# Work item
Pull every line holding the word "Target" out of the data and copy it.
*** Block opens ***
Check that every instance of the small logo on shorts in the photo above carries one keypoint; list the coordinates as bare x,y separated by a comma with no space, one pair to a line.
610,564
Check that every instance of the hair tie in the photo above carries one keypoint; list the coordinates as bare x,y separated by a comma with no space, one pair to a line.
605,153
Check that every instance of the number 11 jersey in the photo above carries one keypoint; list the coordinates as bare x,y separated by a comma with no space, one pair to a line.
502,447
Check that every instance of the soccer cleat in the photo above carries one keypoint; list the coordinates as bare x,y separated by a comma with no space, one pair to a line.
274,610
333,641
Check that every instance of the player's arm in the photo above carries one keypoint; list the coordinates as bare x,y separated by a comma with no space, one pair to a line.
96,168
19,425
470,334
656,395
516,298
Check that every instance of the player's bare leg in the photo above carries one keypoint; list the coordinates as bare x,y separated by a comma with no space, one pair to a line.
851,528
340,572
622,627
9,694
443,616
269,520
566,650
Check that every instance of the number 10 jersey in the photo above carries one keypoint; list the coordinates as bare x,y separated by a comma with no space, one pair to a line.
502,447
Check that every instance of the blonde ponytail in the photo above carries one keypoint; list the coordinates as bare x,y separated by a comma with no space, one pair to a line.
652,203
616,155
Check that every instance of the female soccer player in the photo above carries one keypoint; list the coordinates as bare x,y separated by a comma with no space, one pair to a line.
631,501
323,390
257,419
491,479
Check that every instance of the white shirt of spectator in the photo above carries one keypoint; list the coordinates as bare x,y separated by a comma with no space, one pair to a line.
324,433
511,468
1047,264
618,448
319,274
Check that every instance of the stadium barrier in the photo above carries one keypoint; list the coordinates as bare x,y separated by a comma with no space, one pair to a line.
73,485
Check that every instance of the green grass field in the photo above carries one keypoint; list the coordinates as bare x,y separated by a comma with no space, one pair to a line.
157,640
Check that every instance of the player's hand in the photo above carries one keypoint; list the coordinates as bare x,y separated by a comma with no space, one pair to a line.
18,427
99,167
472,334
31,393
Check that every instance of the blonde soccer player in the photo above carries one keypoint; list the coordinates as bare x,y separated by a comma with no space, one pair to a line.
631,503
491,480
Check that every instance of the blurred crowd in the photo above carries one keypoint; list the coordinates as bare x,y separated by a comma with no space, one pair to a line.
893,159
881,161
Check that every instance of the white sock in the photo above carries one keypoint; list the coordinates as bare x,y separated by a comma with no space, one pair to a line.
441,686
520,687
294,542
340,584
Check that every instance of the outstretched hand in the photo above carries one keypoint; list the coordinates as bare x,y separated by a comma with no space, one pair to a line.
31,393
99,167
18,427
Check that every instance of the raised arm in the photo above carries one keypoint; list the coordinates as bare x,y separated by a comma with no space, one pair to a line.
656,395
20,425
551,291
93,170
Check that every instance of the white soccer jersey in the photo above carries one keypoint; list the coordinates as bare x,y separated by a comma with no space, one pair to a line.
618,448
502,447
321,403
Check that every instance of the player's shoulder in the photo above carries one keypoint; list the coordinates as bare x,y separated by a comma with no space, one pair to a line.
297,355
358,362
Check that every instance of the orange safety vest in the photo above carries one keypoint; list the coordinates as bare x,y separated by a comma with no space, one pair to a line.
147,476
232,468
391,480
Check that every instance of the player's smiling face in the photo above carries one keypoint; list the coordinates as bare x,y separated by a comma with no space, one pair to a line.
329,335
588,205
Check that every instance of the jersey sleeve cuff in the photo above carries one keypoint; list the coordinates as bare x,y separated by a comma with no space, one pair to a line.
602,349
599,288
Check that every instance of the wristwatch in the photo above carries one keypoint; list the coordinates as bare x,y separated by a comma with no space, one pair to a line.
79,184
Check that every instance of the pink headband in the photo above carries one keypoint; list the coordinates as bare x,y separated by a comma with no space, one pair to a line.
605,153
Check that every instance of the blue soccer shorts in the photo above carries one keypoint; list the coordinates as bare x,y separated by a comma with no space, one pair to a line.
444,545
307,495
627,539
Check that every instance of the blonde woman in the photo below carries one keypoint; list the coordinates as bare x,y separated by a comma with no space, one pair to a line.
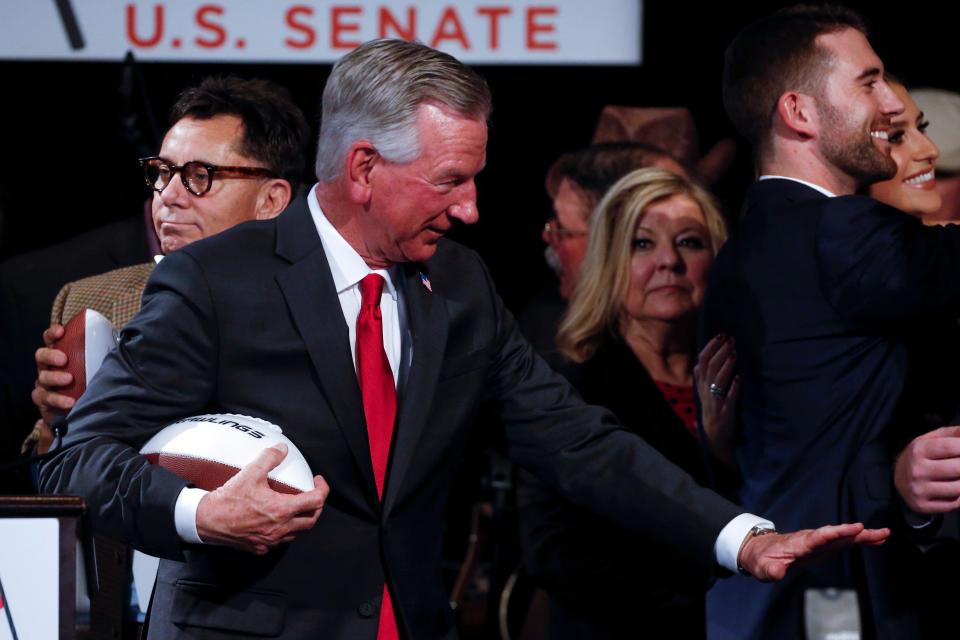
629,338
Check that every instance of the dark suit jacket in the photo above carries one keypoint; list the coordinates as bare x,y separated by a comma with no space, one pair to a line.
248,322
604,581
821,294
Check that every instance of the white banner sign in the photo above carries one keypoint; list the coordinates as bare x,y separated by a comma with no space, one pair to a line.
476,31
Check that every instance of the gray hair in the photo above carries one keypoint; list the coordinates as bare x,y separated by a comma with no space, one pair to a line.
375,92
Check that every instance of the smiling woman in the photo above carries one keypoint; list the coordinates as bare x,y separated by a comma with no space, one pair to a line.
913,189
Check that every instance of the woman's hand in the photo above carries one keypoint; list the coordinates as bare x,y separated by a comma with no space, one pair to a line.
719,389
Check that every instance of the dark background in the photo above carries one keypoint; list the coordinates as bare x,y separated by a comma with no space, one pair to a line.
66,167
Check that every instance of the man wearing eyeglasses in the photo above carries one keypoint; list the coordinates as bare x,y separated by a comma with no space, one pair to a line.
235,152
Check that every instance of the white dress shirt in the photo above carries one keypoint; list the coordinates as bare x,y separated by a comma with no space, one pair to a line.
348,269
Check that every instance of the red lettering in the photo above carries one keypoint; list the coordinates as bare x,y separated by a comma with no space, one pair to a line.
534,27
132,36
309,35
387,20
449,28
219,33
337,27
494,14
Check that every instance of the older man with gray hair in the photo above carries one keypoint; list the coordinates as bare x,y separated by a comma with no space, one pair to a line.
371,341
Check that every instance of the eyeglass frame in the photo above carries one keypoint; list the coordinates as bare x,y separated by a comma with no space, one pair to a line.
243,173
552,228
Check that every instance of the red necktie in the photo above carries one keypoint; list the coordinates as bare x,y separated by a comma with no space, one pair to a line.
379,407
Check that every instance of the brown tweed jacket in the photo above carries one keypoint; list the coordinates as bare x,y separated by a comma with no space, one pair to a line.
116,294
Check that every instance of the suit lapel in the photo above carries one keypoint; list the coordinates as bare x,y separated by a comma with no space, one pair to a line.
308,289
427,321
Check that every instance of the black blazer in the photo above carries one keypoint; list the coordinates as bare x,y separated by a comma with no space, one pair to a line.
604,581
248,322
821,295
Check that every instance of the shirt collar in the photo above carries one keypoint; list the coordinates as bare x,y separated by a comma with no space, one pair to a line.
815,187
346,265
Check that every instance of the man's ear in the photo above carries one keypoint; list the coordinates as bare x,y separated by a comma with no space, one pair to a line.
273,198
362,160
798,113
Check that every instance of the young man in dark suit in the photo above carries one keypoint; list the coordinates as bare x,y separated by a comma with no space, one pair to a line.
819,288
371,341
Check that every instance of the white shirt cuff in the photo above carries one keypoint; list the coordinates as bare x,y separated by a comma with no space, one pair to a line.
185,514
731,538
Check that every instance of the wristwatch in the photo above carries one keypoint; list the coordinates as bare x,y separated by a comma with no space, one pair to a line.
756,530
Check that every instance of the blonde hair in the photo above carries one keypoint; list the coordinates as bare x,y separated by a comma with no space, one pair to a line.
605,275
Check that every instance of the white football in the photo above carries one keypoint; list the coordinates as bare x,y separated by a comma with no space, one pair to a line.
208,450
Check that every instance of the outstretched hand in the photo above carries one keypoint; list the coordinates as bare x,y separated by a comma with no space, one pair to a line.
768,558
245,513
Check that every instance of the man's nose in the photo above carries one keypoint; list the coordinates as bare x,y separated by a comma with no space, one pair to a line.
175,193
465,210
891,104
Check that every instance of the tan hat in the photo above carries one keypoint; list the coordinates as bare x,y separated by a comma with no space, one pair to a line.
942,109
670,128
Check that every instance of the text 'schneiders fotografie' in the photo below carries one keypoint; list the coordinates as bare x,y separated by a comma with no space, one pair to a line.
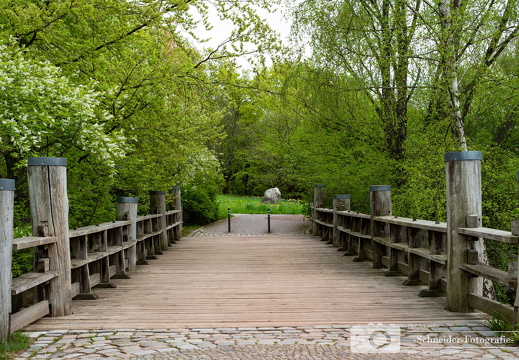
464,339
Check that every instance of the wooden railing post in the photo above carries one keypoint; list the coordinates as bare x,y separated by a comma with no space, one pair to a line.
126,209
49,205
158,206
6,254
463,171
319,202
177,205
380,204
340,203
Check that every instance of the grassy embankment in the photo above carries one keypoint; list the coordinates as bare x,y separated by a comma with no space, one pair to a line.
253,205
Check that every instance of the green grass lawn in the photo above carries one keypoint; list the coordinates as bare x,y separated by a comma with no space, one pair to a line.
253,205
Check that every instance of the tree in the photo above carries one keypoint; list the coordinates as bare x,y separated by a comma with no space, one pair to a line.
43,113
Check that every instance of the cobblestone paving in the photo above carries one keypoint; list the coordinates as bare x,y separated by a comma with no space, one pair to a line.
466,341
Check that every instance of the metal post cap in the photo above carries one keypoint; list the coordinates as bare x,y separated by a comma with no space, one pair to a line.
47,161
463,156
380,188
123,199
7,184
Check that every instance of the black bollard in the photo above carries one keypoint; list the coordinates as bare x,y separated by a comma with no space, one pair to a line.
268,217
229,219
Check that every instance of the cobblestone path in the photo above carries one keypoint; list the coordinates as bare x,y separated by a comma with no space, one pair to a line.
467,341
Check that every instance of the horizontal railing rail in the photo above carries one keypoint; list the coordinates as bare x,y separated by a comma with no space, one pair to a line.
446,257
69,263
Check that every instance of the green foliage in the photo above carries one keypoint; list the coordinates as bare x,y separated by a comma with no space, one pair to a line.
253,205
18,342
43,113
199,206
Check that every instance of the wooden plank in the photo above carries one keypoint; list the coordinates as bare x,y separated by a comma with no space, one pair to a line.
92,229
354,214
324,223
148,235
490,273
148,217
354,233
75,263
32,241
408,222
7,188
112,270
169,227
75,289
490,234
30,280
29,315
491,307
95,279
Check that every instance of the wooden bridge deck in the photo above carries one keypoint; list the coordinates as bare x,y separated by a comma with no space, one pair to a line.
253,281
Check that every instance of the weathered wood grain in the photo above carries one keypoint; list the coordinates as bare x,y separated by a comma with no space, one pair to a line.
253,281
463,199
49,204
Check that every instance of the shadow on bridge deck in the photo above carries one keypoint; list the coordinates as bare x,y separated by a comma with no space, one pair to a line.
244,281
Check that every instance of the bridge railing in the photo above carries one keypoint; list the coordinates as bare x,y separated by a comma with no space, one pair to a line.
446,257
69,263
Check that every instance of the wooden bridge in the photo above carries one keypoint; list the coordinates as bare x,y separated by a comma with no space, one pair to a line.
136,272
252,281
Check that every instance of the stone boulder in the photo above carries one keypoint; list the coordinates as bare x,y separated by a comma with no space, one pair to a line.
271,196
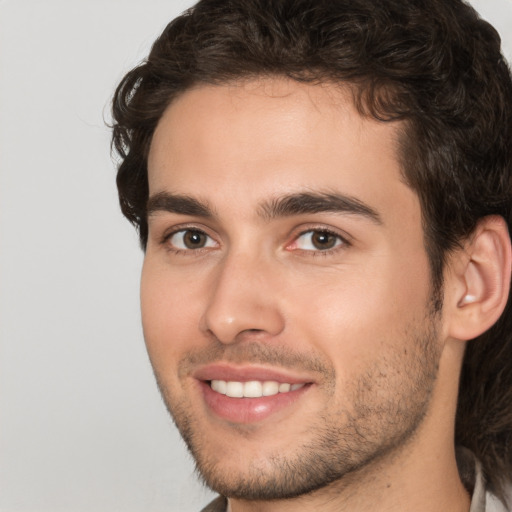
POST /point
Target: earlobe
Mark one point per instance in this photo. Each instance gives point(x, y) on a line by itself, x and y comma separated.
point(482, 275)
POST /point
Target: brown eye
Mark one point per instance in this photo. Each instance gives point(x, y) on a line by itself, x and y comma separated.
point(194, 239)
point(318, 240)
point(323, 240)
point(190, 239)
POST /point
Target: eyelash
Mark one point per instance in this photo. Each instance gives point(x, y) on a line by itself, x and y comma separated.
point(344, 243)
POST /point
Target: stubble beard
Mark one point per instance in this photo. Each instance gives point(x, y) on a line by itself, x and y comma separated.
point(388, 404)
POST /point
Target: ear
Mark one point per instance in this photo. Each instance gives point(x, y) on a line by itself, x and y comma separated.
point(478, 280)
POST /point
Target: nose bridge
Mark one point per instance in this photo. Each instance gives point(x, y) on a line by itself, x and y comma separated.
point(243, 298)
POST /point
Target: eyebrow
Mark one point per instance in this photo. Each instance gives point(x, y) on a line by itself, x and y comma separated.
point(317, 202)
point(284, 206)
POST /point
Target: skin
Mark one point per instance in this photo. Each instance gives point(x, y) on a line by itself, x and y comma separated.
point(355, 320)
*** Block closes ***
# Result of the exercise
Target: earlobe
Target: brown eye
Target: eyelash
Target: stubble beard
Target: ear
Target: nose bridge
Target: eyebrow
Target: skin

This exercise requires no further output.